Brief a. Please convert the records below into a two-column CSV with the columns input and output, beginning at the line that contains "Exercise. Pick out the livejasmin" and stopping after the line that contains "pixel 92 472". Give one row per record, putting its text and its answer in separate quoted fields and replacing line breaks with spaces.
─── Text to read
[v1] net/e1000: do not update link status in secondary process

Message ID 1720783847-12292-1-git-send-email-junwang01@cestc.cn (mailing list archive)
State Accepted
Delegated to: Bruce Richardson
Headers
Series [v1] net/e1000: do not update link status in secondary process |

Checks

Context Check Description
ci/checkpatch success coding style OK
ci/loongarch-compilation success Compilation OK
ci/loongarch-unit-testing success Unit Testing PASS
ci/Intel-compilation success Compilation OK
ci/intel-Testing success Testing PASS
ci/iol-intel-Performance success Performance Testing PASS
ci/intel-Functional success Functional PASS
ci/github-robot: build success github build: passed
ci/iol-mellanox-Performance success Performance Testing PASS
ci/iol-abi-testing success Testing PASS
ci/iol-sample-apps-testing success Testing PASS
ci/iol-compile-amd64-testing success Testing PASS
ci/iol-unit-arm64-testing success Testing PASS
ci/iol-compile-arm64-testing success Testing PASS
ci/iol-unit-amd64-testing success Testing PASS
ci/iol-intel-Functional success Functional Testing PASS
ci/iol-broadcom-Functional success Functional Testing PASS
ci/iol-broadcom-Performance success Performance Testing PASS

Commit Message

Jun Wang July 12, 2024, 11:30 a.m. UTC
The code to update link status is not safe in secondary process.
──────
Brief b. Continue the e1000 link status patch page above, starting after its final sentence.
─── Supplied data
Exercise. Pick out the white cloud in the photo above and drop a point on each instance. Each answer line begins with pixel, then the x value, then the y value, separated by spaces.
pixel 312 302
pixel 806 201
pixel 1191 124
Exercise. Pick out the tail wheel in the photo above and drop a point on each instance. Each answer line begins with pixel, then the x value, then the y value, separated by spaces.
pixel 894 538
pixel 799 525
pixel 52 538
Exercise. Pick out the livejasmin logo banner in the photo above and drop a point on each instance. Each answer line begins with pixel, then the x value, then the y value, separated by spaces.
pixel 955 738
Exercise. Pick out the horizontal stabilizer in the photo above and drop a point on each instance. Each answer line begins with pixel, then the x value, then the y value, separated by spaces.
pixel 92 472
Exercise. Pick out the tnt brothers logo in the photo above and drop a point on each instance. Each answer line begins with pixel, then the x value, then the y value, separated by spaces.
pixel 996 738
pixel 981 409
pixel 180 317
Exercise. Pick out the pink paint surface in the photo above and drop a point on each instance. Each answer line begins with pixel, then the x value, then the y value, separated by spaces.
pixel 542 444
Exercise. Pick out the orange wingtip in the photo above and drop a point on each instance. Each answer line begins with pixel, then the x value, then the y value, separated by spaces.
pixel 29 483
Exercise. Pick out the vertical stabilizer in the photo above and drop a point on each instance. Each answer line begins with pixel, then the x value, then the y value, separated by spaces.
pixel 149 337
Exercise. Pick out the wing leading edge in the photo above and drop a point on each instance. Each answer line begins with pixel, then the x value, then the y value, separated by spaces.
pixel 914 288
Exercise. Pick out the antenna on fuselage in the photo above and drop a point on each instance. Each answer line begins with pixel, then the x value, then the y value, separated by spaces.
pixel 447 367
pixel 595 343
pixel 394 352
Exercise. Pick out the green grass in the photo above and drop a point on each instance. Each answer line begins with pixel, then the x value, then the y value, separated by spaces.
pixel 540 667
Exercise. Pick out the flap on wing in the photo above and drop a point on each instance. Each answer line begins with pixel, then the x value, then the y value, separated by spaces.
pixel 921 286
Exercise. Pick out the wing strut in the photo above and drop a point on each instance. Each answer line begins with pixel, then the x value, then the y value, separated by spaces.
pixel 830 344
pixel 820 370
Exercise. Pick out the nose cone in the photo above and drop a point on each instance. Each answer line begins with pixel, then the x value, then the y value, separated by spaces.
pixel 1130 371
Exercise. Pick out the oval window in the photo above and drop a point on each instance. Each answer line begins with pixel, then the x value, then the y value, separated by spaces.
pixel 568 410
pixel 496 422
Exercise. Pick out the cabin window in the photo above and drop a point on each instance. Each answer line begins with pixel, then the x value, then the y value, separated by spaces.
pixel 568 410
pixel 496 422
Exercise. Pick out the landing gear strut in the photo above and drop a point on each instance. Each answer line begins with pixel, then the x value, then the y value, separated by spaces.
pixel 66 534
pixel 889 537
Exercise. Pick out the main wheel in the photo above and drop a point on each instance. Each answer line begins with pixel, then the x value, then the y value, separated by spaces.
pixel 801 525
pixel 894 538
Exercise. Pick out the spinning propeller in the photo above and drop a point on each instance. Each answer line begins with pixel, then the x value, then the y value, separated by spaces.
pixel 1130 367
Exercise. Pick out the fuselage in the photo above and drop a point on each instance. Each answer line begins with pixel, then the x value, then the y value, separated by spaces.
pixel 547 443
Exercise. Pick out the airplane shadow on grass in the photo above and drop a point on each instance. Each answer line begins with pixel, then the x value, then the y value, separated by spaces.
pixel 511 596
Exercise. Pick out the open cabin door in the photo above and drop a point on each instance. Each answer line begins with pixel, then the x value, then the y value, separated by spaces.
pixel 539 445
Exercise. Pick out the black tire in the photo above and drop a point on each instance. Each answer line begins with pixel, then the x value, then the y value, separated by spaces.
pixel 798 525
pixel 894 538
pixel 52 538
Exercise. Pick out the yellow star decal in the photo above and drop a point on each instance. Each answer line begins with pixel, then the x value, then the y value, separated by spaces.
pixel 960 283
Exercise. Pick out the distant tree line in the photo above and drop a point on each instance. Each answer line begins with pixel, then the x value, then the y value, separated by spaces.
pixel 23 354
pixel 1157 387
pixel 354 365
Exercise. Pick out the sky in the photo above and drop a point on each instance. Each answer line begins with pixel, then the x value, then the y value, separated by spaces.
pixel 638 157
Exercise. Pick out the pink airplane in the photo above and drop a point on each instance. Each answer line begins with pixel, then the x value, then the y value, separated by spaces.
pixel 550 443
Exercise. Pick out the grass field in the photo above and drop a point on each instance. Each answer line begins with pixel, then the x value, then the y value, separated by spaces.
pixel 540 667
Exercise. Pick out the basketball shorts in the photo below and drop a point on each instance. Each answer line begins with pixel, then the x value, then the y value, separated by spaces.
──────
Expected output a.
input,output
"Exercise. Pick out the livejasmin logo banner in the photo above and drop a point on each instance. Each answer line begins with pixel, then the x value, then the y value, separated by spaces.","pixel 955 738"
"Exercise. Pick out the horizontal stabilizer in the photo above and drop a point on each instance. Each answer line begins with pixel, then the x value, then the y value, separated by spaces.","pixel 92 472"

Expected output b.
If called from secondary it will crash, example from dumpcap:
    eth_em_link_update

Signed-off-by: Jun Wang <junwang01@cestc.cn>
---
 drivers/net/e1000/em_ethdev.c | 3 +++
 1 file changed, 3 insertions(+)
  

Comments

Stephen Hemminger July 12, 2024, 5:17 p.m. UTC | #1
Unaddressed
On Fri, 12 Jul 2024 19:30:47 +0800
Jun Wang <junwang01@cestc.cn> wrote:

> The code to update link status is not safe in secondary process.
> If called from secondary it will crash, example from dumpcap:
>     eth_em_link_update
> 
> Signed-off-by: Jun Wang <junwang01@cestc.cn>

Wouldn't it be better to fix the code in e1000_check_link to work in
secondary process. There are network virtual appliances that use
secondary process for all processing.
  
Jun Wang July 14, 2024, 8:26 a.m. UTC | #2
>> The code to update link status is not safe in secondary process.
>> If called from secondary it will crash, example from dumpcap:
>>     eth_em_link_update
>>
>> Signed-off-by: Jun Wang <junwang01@cestc.cn>
> 
> Wouldn't it be better to fix the code in e1000_check_link to work in
> secondary process. There are network virtual appliances that use
> secondary process for all processing.

Yes, the e1000 virtual network card currently does not work properly 
in the secondary process. After skipping eth_em_link_update, I tested
the e1000 card and it was able to capture packets normally. For the 
secondary process, I think eth_em_link_update is not necessary.



Jun Wang
  
Bruce Richardson July 22, 2024, 5:08 p.m. UTC | #3
On Sun, Jul 14, 2024 at 04:26:26PM +0800, Jun Wang wrote:
>    >> The code to update link status is not safe in secondary process.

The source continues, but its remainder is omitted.